-- START OF Document extract --

Slides 121-122 illustrate how returns and risks for investments by listed companies in different energy sectors are evolving by comparing two measures: the profitability of investments (ROIC) and the cost of financing them (WACC). The difference in the metrics provides an indicator of an industry’s ability to create shareholder value, a driver for any decision to access and allocate capital.
The financial measures show that the oil and gas and power sectors are very different in terms of profitability and financing. Historically, oil and gas has been characterised by higher returns, higher cost of capital, and greater volatility. More capital-intensive power has shown lower profitability but with lower cost of finance and a degree of market volatility that is more balanced with regulated assets.
Over time, returns on investment for top oil and gas companies (majors and E&P by current production) dropped from high levels as market fundamentals and oil prices weakened. This was followed by a recovery in the past three years, thanks to higher prices, cost reductions and careful project selection.
Industry funding costs, which reflect a strong share of equity, were stable until 2014 when market data showed a rising return on equity required by investors. This stemmed, in part, from an increase in volatility, or systematic risk, associated with company stock prices, as expressed by a higher beta.
Returns on investment for top power companies, ranked by current ownership of solar PV and wind, declined over the past decade, with weaker profitability for thermal generation exposed to lower wholesale prices. Returns improved somewhat in the past three years, benefitting from investments in assets with more contracted revenues (e.g. renewables) as well as higher power prices.
Declining funding costs partly cushioned lower returns in power, where debt plays a bigger role. Debt became less costly with lower interest rates but also from the improved maturity and risk profile of renewables. With increases in US rates in 2018, debt financing costs rose. But required equity returns fell over time from reduced volatility, indicated by a declining industry beta.
Smart grid companies (illustrating another part of the power supply chain) have seen more consistent, positive performance, buoyed by sustained demand for new equipment and regulatory support for networks. Funding costs reflect a high influence of equity given a focus on technology development.

-- END OF Document extract --
-- START OF Listed entries --

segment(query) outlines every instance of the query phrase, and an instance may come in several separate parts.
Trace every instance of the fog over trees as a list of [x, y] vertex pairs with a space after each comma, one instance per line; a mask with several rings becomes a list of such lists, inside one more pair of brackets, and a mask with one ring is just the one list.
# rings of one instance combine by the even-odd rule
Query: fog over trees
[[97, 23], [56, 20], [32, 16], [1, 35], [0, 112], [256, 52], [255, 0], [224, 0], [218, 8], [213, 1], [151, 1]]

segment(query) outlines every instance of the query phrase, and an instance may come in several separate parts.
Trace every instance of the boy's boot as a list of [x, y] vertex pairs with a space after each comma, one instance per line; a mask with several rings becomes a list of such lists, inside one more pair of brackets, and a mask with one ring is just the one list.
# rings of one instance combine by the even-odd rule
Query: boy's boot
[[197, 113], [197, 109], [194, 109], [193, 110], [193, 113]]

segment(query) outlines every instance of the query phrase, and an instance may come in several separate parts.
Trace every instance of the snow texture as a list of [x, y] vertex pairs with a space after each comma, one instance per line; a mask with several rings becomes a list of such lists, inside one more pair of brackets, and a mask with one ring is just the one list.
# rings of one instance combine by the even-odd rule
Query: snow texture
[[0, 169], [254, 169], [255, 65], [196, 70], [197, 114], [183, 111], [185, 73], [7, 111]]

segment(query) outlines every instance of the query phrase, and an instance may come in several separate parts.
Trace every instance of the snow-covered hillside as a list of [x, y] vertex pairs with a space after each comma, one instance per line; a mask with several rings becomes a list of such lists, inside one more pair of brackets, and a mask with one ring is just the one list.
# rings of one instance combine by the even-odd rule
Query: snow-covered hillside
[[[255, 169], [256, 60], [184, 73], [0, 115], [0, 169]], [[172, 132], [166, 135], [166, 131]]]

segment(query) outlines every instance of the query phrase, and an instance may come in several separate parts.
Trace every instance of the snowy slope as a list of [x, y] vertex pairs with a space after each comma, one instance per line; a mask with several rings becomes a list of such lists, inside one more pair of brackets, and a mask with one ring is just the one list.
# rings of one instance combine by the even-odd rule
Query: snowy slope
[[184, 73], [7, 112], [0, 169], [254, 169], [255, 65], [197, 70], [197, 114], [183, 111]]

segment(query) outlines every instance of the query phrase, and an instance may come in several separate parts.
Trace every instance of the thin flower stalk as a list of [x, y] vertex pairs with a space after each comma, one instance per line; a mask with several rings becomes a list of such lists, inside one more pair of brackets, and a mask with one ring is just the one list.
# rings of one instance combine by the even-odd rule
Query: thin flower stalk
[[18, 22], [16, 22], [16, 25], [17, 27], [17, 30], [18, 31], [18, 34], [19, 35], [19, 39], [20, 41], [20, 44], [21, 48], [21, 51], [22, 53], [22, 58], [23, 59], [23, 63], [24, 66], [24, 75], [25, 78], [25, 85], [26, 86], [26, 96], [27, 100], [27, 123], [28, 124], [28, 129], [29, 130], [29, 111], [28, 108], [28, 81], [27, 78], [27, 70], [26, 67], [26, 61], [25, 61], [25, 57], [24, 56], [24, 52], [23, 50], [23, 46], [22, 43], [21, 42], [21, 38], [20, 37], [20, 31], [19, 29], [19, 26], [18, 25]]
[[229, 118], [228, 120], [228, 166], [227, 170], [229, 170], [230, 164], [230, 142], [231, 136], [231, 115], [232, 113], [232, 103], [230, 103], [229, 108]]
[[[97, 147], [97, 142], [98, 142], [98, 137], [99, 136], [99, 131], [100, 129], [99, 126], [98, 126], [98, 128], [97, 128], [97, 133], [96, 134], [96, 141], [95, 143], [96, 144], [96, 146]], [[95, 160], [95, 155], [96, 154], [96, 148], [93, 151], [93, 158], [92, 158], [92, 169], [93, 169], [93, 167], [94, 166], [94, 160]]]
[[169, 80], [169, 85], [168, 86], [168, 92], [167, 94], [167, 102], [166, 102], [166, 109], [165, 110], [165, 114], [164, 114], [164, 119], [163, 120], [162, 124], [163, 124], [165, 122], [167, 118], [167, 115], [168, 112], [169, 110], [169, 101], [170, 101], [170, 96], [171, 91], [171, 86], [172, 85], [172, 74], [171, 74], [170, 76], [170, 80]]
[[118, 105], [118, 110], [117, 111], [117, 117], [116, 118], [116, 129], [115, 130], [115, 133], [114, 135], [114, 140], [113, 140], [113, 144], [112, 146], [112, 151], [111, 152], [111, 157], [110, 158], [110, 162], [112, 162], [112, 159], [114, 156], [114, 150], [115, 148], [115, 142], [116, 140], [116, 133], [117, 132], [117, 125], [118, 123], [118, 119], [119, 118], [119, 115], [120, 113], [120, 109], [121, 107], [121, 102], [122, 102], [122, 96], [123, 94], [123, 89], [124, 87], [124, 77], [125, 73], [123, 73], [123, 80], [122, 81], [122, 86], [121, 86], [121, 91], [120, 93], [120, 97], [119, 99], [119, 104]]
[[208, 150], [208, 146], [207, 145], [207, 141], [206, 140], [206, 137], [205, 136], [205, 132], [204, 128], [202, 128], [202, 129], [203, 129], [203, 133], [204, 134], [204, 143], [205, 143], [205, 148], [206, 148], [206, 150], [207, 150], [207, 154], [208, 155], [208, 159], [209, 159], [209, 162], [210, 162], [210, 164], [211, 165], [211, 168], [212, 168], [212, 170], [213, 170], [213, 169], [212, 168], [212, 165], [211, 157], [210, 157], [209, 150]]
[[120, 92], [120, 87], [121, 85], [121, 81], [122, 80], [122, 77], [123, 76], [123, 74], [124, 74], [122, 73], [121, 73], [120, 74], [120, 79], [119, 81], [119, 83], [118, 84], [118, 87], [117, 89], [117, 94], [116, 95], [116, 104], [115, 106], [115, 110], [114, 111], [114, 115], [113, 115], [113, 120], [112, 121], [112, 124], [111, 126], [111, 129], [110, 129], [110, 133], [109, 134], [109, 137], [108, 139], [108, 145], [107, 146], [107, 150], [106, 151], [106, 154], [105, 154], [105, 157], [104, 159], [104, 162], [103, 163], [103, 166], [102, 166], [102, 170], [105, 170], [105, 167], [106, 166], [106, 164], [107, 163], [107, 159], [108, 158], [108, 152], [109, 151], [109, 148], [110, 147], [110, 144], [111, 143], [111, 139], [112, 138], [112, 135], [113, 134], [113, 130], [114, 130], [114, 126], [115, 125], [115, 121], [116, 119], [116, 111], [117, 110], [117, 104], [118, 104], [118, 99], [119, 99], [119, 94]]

-- END OF Listed entries --

To-do list =>
(1) Write out the records verbatim, starting at the first line of the records and ending with the line that contains "73], [7, 111]]", including both of those lines.
(2) Continue the text on investment returns and financing costs in the energy sectors, picking up right after its final sentence.

Answers by task =>
(1)
segment(query) outlines every instance of the query phrase, and an instance may come in several separate parts.
Trace every instance of the fog over trees as a list of [x, y] vertex pairs with a space after each comma, one instance per line; a mask with several rings becomes a list of such lists, inside one more pair of brackets, and a mask with one ring is just the one list.
# rings of one instance combine by the even-odd rule
Query: fog over trees
[[97, 23], [56, 20], [32, 16], [1, 35], [0, 112], [256, 52], [255, 0], [224, 0], [218, 8], [213, 1], [151, 1]]

segment(query) outlines every instance of the query phrase, and an instance may come in several separate parts.
Trace every instance of the boy's boot as a list of [x, y] vertex pairs with a space after each comma, one instance per line; a mask with several rings becomes a list of such lists, inside one more pair of brackets, and a mask with one ring is just the one list.
# rings of one instance combine by the even-odd rule
Query: boy's boot
[[197, 113], [197, 109], [194, 109], [193, 110], [193, 113]]

segment(query) outlines every instance of the query phrase, and an instance may come in several separate parts.
Trace every instance of the snow texture as a list of [x, y] vertex pairs with a space after each comma, one instance per line; a mask with several rings becomes a list of such lists, inside one more pair of brackets, and a mask with one ring is just the one list.
# rings of one instance combine by the even-odd rule
Query: snow texture
[[0, 169], [254, 169], [255, 65], [196, 70], [197, 114], [183, 111], [185, 73], [7, 111]]

(2)
Putting the pieces together, the recent movement in financial metrics suggest better performance, on average in terms of average shareholder value creation, by power industries focused on energy transitions than by oil and gas companies. This may help to explain the interest by some oil companies in cross-sector investment, with potential benefits from diversification and new business development.
However, investment decisions in the energy sector are shaped by complex factors that are difficult to quantify, including demand expectations, human capital and supply chain issues, business synergies, as well as the financial and reputational risks from potentially stronger climate policies.
So far, many oil and gas companies (e.g. in the United States) are seeing operational improvements and a focus on higher-return core assets as a better recipe for long- term profitability than investing elsewhere in energy.
Supportive policy frameworks have been instrumental in encouraging investment in renewables, but there are questions over how these policies will evolve and what this might mean for risk allocation between public and private actors (see Key theme on Financial risk- management for renewables).
In sum, current market signals are not incentivising the major reallocation of capital needed to reach the goals of the SDS. This also suggests a need for better understanding of the evolution of the risks, returns, financing sources, and other factors that would accelerate energy transitions.
Since mid-2016, the majors have enhanced their financial conditions due to a combination of higher oil prices, improvements in operational efficiency, and cost reductions. In 2018, free cash flow reached almost USD 90 billion, a level not seen since 2008.
The improvement in financial conditions has also allowed the majors to reduce the high leverage levels reached during the downturn period while returning value to shareholders. After having increased their debt by more than USD 115 billion during 2014-16, in the last two years, companies have decreased their debt exposure by around half of this amount.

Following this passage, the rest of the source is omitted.